### EXERCISE DESCRIPTION
Your answer must consist solely of the line containing "the nose, farthest" and each line after it through the end of the data, copied exactly.

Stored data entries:
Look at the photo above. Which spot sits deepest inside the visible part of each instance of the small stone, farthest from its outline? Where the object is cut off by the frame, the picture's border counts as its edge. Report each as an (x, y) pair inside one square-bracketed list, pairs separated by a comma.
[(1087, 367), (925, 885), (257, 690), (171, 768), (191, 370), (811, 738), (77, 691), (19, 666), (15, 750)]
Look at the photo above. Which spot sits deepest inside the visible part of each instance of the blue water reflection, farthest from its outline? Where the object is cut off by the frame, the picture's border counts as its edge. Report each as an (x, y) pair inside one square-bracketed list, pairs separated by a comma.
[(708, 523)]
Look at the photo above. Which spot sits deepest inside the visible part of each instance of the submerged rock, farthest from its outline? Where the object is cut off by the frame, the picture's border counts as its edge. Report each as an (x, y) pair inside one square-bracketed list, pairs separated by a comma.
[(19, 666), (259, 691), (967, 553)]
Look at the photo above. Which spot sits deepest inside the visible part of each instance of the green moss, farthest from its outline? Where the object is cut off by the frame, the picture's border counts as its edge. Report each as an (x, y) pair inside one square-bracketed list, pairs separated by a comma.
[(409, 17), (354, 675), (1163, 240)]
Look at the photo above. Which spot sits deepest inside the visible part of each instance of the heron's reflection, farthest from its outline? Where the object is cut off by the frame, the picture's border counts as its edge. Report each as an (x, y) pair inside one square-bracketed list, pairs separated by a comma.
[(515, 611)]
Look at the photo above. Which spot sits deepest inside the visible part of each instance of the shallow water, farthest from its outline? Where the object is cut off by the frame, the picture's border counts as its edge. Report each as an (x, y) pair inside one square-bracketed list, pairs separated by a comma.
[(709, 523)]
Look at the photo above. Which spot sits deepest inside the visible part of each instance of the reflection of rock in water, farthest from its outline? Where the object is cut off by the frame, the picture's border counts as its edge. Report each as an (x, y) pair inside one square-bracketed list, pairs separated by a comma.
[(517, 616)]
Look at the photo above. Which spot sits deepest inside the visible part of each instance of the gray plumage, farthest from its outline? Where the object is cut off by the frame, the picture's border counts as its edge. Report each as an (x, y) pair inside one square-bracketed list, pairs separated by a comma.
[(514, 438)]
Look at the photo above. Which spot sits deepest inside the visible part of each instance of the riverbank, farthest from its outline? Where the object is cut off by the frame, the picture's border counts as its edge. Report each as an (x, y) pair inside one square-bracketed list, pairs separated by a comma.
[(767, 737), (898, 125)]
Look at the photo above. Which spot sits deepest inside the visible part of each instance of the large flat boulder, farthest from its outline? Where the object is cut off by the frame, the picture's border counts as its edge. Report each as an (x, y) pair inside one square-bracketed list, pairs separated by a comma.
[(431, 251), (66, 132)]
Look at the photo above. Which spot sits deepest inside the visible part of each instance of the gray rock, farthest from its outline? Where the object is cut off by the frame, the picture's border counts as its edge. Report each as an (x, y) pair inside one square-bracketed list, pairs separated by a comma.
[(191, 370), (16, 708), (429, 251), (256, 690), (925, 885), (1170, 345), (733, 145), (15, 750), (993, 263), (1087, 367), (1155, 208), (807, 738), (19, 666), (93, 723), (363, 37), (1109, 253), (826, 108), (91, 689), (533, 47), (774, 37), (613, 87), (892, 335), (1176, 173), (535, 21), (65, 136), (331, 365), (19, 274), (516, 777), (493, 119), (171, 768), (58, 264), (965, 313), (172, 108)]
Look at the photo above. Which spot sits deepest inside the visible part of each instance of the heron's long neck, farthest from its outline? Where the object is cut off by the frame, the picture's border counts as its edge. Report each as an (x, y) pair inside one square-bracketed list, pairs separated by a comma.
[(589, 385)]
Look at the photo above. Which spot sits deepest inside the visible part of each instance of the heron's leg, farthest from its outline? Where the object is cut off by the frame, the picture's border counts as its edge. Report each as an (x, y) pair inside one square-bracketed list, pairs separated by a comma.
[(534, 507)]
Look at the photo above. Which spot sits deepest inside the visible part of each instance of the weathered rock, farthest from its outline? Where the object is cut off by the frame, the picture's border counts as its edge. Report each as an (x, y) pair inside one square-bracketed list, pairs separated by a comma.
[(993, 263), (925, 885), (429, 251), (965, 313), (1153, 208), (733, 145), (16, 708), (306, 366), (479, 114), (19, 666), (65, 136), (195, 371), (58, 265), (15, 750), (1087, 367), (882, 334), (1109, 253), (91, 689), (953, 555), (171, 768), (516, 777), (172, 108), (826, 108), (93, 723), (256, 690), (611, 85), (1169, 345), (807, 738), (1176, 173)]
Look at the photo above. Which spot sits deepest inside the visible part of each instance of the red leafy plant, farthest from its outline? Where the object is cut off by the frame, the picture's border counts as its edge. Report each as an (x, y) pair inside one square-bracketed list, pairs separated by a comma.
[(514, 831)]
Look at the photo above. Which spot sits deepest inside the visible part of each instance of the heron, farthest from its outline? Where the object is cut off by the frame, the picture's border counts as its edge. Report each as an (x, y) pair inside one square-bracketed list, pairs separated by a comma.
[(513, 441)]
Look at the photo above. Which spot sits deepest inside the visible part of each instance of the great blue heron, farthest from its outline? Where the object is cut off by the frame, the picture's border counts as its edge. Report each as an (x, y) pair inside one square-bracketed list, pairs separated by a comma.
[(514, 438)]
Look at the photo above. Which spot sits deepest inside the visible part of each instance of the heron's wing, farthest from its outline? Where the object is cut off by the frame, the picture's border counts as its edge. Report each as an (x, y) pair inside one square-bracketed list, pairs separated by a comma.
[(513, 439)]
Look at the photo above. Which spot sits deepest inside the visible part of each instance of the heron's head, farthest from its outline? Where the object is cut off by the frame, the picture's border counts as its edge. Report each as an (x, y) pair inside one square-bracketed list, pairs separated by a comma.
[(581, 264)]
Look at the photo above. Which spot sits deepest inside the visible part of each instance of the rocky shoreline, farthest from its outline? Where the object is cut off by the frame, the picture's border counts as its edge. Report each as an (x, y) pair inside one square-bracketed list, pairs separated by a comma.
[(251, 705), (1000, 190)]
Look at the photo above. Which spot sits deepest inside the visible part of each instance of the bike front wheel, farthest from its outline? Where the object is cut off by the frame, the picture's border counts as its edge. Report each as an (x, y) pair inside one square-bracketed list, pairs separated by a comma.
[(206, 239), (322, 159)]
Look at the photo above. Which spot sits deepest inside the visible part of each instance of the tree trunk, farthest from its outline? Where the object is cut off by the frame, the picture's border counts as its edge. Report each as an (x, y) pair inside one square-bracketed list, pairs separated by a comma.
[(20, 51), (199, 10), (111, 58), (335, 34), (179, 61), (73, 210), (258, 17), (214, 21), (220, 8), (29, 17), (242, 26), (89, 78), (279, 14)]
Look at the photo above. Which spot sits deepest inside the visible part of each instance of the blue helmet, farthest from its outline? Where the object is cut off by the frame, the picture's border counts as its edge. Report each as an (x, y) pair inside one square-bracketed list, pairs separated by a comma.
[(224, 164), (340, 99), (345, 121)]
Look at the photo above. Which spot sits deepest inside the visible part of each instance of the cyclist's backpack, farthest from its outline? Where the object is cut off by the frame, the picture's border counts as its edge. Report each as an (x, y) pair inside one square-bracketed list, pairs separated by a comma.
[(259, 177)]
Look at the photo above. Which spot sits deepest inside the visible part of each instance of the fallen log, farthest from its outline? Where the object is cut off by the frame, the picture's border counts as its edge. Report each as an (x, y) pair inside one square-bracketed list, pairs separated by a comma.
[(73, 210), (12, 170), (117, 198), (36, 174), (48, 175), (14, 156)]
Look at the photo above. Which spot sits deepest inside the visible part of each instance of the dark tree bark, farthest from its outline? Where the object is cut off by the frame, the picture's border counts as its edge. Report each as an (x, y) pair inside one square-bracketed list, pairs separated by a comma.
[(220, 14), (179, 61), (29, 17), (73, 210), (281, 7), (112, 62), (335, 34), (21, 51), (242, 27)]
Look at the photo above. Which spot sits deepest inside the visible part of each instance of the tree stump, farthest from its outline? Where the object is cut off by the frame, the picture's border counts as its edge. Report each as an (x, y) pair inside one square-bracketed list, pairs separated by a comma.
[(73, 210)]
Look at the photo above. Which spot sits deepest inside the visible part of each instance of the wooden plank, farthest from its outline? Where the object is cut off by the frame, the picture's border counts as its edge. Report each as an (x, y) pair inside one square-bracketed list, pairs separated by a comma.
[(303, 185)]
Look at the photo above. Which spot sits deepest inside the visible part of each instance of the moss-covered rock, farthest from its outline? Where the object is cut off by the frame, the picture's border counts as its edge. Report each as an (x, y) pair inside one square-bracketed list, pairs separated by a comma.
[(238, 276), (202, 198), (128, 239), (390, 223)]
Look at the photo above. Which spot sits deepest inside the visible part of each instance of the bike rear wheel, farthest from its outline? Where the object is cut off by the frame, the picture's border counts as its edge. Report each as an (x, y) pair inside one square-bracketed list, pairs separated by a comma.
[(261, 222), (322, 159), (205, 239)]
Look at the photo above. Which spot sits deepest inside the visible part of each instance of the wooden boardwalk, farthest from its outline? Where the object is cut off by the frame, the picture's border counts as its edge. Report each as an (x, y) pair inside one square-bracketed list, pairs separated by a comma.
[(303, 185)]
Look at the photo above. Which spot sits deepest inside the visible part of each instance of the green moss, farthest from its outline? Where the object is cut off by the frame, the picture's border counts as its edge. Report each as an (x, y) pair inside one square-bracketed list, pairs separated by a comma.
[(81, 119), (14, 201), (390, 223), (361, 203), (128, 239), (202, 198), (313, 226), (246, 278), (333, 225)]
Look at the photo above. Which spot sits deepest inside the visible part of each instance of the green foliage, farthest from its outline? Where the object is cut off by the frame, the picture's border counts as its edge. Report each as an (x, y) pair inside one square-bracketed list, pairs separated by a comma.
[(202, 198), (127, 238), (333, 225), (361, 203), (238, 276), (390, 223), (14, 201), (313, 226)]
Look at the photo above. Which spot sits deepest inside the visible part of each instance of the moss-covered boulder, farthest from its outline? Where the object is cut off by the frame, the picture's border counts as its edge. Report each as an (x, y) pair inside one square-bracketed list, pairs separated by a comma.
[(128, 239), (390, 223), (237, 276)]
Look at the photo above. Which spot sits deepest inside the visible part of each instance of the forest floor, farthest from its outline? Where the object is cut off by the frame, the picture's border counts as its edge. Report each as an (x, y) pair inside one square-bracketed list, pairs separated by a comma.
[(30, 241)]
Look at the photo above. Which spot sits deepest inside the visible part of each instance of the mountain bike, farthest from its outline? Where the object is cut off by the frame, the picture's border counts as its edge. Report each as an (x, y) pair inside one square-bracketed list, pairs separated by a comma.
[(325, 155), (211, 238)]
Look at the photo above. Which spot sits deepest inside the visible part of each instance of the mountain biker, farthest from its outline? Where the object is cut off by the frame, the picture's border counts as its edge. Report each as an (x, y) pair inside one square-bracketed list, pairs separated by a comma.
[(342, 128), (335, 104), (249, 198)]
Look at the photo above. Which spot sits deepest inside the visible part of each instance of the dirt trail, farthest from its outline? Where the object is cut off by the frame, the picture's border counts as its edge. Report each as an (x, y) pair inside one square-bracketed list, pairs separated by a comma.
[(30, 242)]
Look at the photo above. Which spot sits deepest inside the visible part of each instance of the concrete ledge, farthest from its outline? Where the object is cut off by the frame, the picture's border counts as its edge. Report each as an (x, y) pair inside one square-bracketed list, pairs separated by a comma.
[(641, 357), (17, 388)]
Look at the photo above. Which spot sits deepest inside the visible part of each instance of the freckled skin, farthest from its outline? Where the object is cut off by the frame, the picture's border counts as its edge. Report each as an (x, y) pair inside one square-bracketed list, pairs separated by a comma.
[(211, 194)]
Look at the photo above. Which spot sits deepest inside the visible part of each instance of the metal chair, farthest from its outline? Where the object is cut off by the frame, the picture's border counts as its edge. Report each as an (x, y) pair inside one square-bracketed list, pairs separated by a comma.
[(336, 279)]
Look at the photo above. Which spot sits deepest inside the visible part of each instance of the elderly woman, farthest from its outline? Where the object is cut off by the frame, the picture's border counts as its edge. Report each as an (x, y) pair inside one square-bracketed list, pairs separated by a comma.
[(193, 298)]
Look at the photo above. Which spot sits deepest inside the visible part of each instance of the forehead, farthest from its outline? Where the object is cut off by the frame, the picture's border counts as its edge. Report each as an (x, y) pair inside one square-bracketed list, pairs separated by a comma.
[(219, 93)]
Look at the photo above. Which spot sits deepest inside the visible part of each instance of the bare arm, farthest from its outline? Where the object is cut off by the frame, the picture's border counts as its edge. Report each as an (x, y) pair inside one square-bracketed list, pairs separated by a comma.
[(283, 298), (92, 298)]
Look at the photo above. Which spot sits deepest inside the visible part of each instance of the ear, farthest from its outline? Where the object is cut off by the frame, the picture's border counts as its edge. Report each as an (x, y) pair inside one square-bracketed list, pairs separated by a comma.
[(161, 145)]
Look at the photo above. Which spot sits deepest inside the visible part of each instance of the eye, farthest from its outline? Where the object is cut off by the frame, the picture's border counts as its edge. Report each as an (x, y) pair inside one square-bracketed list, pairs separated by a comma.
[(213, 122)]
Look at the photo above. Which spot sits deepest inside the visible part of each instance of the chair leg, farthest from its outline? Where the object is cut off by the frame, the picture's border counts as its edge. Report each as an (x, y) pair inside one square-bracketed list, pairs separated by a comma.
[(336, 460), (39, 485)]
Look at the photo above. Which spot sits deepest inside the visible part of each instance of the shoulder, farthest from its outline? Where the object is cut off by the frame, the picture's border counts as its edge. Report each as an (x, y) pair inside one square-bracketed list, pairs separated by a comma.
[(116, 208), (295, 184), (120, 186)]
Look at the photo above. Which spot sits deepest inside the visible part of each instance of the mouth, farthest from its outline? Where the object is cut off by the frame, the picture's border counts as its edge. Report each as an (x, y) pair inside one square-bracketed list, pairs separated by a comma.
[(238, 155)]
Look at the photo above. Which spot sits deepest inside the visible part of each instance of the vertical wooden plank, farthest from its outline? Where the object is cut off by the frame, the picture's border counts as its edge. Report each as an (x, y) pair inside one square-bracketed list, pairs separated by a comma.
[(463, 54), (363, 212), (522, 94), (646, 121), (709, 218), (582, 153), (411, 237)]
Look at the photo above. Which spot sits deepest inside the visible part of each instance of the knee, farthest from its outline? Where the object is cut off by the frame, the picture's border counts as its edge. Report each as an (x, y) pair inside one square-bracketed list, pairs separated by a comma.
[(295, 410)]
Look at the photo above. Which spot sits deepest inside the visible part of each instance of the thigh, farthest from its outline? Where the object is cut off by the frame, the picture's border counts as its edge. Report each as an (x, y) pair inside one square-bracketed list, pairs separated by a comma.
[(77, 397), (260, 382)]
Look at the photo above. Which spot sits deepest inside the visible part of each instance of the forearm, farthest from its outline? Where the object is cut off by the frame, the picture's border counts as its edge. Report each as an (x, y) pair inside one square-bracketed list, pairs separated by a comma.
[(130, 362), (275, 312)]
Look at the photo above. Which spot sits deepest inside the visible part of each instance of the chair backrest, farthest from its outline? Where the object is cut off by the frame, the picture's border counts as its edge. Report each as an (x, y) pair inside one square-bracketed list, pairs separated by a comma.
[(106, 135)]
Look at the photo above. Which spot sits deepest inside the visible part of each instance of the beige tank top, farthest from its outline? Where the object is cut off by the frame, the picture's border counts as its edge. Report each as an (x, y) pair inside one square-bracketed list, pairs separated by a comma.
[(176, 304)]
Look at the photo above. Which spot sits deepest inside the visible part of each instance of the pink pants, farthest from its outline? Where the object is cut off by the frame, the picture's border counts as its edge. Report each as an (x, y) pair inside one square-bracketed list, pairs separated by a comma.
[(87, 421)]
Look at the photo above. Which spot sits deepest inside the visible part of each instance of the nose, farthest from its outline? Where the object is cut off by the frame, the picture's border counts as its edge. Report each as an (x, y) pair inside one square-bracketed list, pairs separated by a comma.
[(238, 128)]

### PROBLEM SOLUTION
Look at the photo above. Which spot sits deepest inside the visible part of each instance of the nose, farthest from its outline? Where the object is cut off by the frame, the picture's border counts as its edge. Report each as an (x, y) pair inside one square-bracketed list, pairs separated by a comma.
[(238, 128)]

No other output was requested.